-- begin Entries provided --

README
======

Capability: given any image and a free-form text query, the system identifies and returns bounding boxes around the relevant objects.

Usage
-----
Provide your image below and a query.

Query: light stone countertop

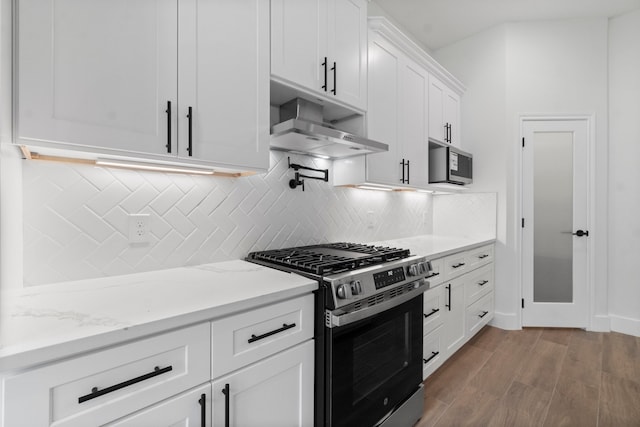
[370,234,496,259]
[0,235,495,373]
[0,260,318,372]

-- end Entries provided --

Task details -
Recast the records above as a JSON list of strings, one string for each line, omitting blank lines and leaving out the pictures.

Full output -
[
  "README",
  "======",
  "Capability: given any image and a free-form text query, the system identifies and returns bounding boxes around the relevant objects.",
  "Usage",
  "-----",
  "Provide your image below and a query.",
  "Query: light stone countertop",
  "[370,234,496,259]",
  "[0,235,495,373]",
  "[0,260,318,372]"
]